- [ASSIGNMENT]:
With the first line below as the start and the line containing "Annotate each instance of the woman's arm" as the end, copy every line between them exactly, ends included.

_ _ _ _

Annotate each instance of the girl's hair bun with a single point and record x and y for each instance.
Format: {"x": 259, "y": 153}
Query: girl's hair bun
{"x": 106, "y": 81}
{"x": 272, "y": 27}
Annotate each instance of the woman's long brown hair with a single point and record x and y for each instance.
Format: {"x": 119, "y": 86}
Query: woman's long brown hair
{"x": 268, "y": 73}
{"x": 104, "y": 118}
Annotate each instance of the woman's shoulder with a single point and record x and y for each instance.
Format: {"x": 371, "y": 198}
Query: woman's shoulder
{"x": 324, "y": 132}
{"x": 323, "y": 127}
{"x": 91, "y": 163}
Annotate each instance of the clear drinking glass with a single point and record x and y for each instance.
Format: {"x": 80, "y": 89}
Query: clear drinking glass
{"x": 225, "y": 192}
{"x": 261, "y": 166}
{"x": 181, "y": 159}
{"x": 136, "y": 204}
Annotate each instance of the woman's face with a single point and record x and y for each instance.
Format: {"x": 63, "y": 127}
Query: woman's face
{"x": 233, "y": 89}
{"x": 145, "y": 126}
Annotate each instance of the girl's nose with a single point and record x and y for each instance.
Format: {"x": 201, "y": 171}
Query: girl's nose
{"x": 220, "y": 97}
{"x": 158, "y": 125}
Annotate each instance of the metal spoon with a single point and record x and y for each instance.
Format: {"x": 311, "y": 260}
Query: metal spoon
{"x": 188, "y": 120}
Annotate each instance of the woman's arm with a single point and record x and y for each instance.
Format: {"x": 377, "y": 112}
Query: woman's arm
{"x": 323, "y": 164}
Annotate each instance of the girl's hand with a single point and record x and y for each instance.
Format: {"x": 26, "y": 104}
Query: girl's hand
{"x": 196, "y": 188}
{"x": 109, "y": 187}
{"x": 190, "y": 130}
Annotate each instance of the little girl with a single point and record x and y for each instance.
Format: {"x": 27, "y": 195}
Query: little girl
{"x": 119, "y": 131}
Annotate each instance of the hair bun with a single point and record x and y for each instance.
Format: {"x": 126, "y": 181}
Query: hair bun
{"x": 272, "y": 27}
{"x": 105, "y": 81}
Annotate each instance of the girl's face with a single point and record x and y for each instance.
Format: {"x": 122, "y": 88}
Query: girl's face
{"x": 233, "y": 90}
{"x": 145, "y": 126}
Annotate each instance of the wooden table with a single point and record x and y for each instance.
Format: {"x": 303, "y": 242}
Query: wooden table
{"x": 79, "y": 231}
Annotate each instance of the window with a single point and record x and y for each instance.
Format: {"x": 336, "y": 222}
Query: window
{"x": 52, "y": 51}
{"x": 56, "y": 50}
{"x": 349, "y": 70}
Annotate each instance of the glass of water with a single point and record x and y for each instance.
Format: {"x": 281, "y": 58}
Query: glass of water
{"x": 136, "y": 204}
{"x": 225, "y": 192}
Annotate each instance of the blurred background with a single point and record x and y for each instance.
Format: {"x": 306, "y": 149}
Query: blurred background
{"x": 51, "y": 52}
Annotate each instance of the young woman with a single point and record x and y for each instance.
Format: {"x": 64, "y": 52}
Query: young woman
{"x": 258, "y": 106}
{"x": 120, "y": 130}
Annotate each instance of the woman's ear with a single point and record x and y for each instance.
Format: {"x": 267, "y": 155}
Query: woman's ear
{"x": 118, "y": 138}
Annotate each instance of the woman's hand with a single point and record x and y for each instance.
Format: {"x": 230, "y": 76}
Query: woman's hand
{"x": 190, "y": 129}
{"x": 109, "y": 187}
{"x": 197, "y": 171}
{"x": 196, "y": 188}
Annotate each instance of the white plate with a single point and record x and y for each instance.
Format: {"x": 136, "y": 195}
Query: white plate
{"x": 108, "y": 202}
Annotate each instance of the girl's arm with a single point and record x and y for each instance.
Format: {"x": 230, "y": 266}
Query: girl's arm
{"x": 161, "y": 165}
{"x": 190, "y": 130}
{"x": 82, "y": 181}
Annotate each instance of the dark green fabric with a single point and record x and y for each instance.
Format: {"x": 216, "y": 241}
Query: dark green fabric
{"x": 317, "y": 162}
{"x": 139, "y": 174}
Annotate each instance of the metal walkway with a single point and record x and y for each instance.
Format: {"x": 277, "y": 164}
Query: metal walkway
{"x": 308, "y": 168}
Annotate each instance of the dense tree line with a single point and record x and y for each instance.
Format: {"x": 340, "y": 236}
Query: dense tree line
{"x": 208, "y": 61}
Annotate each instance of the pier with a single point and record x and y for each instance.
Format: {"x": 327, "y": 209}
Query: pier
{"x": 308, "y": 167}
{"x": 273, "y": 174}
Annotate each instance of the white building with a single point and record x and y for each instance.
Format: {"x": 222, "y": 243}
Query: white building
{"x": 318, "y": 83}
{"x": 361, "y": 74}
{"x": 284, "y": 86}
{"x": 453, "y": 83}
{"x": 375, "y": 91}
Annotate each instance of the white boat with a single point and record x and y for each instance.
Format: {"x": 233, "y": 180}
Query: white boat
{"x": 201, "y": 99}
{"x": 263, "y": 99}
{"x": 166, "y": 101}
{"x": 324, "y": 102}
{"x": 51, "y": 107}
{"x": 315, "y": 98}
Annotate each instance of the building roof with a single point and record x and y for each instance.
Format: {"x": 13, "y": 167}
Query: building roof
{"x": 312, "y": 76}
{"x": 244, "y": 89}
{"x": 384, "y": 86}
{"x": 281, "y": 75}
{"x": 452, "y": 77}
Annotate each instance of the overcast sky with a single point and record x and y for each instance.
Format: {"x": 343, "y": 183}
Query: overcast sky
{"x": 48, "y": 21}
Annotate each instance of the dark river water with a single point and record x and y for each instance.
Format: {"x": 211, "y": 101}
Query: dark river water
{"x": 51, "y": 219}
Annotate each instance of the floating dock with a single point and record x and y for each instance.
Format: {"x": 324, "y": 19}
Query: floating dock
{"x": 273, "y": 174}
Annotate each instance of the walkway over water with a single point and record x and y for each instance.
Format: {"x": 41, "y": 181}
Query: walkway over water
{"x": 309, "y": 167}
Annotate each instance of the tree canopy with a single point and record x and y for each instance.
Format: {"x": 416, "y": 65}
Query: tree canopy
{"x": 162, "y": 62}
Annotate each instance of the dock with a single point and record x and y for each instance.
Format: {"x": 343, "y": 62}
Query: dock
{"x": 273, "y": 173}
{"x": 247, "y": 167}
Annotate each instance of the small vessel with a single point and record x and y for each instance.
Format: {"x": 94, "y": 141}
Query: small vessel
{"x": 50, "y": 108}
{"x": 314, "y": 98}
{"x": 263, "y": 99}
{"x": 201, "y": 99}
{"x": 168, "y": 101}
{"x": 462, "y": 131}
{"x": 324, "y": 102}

_ _ _ _

- [TASK ANSWER]:
Annotate each instance of the girl's hair bun with a single point and record x and y for each instance.
Format: {"x": 259, "y": 153}
Query: girl's hair bun
{"x": 106, "y": 81}
{"x": 272, "y": 27}
Annotate each instance of the woman's long brown hair with a single point and record x and y for each instance.
Format: {"x": 119, "y": 86}
Query: woman's long brown hair
{"x": 268, "y": 73}
{"x": 104, "y": 118}
Annotate each instance of the woman's shoulder with a single point and record x and y for each instance.
Format: {"x": 371, "y": 198}
Query: woman's shoulder
{"x": 324, "y": 132}
{"x": 323, "y": 127}
{"x": 91, "y": 163}
Annotate each instance of the clear drinking glass with a single point and record x and y for each instance.
Format: {"x": 80, "y": 89}
Query: clear drinking glass
{"x": 225, "y": 192}
{"x": 261, "y": 166}
{"x": 181, "y": 159}
{"x": 136, "y": 204}
Annotate each instance of the woman's face with a single point and record x and y for each instance.
Format: {"x": 63, "y": 127}
Query: woman's face
{"x": 233, "y": 89}
{"x": 145, "y": 126}
Annotate each instance of the girl's nose with a single point and record x and y for each instance.
Format: {"x": 201, "y": 171}
Query: girl's nose
{"x": 220, "y": 97}
{"x": 158, "y": 125}
Annotate each instance of the metal spoon with a single point and record x and y for each instance.
Format: {"x": 311, "y": 260}
Query: metal spoon
{"x": 188, "y": 120}
Annotate each instance of the woman's arm with a single point and record x and y for each instance.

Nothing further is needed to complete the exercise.